:: REQUIREMENTS ::
Can you write out these records again with "blue sky" replaced by "cloudy sky" everywhere and everything else left unchanged?

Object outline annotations
※

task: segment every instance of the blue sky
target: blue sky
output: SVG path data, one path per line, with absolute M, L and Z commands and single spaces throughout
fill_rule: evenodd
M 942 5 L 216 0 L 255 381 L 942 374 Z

※

:: RESULT FOR THIS TASK ::
task: segment every instance of the cloudy sky
target: cloudy sky
output: SVG path data, one path per line, with absolute M, L and Z commands and single spaces throughout
fill_rule: evenodd
M 942 5 L 216 0 L 255 381 L 942 374 Z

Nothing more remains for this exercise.